- CONSEGNA 1
Nel testo sul Teatro Stabile di Catania, come si chiama il direttore che rilascia la dichiarazione?

- TESTO ESTRATTO
CATANIA – Anche il Teatro Stabile di Catania parteciperà alla mobilitazione del 25 novembre, giornata internazionale contro la violenza sulle donne. E lo farà con uno spettacolo intenso e tragico come “La città di platica”, che inaugurerà il cartellone “L’isola del teatro”, programmato per la seconda stagione consecutiva nella storica sala del “Musco”.
“Non dimentichiamo mai di essere il teatro di Sciascia e di Fava. Lo Stabile etneo – afferma con orgoglio il direttore Giuseppe Dipasquale – in quanto istituzione culturale di una nazione democratica, ha sempre avuto come priorità il rispetto dei diritti fondamentali dell’essere umano. Perciò continuiamo a riservare ampio spazio al teatro civile e ci schieriamo da anni contro la violenza di genere, operando in sinergia con le associazioni che agiscono nel territorio. È in questa visione che abbiamo organizzato gli approfondimenti di “Donne in campo” a fianco del movimento Se non ora quando. E siamo stati tra i primi in Sicilia ad aderire alla campagna “Posto occupato”. Con la medesima coerenza apriamo la stagione del Teatro Musco il 25 novembre, portando in scena un testo che racconta di donne violate nel corpo e nello spirito”.

- DATI FORNITI
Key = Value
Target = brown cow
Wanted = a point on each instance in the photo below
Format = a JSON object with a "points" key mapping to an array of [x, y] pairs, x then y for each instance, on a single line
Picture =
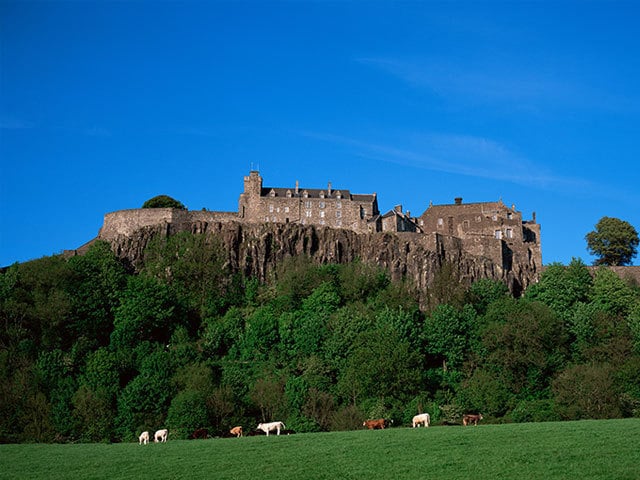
{"points": [[375, 424], [469, 419]]}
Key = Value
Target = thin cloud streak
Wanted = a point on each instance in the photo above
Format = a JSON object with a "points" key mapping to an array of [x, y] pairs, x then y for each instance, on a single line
{"points": [[461, 155], [492, 83]]}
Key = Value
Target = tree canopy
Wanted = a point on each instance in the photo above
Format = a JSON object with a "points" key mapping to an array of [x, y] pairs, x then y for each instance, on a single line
{"points": [[90, 351], [163, 201], [614, 242]]}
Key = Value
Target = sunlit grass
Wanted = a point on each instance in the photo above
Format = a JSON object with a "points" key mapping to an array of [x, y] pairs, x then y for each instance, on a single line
{"points": [[570, 450]]}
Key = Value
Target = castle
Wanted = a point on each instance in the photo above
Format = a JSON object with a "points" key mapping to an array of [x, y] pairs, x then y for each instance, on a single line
{"points": [[490, 230]]}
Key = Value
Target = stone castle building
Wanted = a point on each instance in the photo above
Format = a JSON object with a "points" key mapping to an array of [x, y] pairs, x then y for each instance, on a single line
{"points": [[489, 230]]}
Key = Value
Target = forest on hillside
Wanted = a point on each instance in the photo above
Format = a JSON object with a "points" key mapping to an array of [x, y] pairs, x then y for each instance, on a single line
{"points": [[92, 352]]}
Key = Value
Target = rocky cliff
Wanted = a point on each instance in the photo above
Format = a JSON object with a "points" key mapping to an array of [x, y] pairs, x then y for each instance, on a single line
{"points": [[255, 249]]}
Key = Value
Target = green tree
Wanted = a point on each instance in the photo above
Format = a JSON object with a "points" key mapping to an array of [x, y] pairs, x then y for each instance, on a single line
{"points": [[614, 242], [193, 265], [561, 288], [525, 343], [163, 201], [147, 312]]}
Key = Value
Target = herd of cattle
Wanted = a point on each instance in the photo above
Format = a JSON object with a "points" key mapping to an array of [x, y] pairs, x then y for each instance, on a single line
{"points": [[423, 419]]}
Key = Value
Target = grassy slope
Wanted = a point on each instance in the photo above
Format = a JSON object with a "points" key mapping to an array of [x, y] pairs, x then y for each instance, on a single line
{"points": [[570, 450]]}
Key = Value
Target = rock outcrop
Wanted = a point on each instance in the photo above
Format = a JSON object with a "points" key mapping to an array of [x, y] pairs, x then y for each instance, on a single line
{"points": [[255, 249]]}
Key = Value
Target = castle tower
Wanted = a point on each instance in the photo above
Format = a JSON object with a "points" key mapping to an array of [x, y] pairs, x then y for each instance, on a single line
{"points": [[251, 195]]}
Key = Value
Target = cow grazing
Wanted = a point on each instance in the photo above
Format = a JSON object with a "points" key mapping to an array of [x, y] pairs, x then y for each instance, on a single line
{"points": [[201, 433], [161, 436], [422, 419], [469, 419], [374, 424], [143, 438], [270, 427]]}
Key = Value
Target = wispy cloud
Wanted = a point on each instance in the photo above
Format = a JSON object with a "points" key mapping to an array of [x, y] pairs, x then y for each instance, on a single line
{"points": [[498, 81], [7, 123], [462, 155]]}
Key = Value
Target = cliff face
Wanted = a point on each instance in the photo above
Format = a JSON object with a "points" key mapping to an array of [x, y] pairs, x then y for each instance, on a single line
{"points": [[255, 249]]}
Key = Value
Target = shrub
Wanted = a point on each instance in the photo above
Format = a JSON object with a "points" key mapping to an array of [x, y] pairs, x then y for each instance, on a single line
{"points": [[188, 412]]}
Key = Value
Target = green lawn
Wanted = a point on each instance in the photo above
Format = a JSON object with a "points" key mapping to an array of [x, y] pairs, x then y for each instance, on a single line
{"points": [[605, 449]]}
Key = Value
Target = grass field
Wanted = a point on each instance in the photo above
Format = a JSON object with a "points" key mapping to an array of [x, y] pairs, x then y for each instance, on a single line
{"points": [[604, 449]]}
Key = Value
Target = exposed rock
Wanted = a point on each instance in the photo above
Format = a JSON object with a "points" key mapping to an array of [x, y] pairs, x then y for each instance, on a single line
{"points": [[255, 249]]}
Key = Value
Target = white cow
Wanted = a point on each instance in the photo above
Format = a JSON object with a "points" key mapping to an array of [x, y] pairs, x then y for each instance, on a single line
{"points": [[144, 438], [270, 427], [423, 419], [161, 435]]}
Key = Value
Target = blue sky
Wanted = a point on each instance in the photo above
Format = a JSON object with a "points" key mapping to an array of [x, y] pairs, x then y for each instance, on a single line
{"points": [[104, 105]]}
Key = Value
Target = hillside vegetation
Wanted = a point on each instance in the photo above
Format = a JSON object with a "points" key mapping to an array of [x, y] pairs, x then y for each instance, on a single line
{"points": [[91, 352], [588, 450]]}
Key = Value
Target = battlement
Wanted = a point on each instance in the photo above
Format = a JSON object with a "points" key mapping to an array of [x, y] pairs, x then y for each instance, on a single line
{"points": [[490, 230]]}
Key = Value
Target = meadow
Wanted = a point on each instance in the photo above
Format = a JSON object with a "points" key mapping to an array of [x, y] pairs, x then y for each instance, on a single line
{"points": [[593, 449]]}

- CONSEGNA 2
Conta le righe dell'elenco che contengono la stringa "cliff", tenendo conto di maiuscole e minuscole. Scrivi solo il numero.

- RISPOSTA CORRETTA 1
Giuseppe Dipasquale.

- RISPOSTA CORRETTA 2
2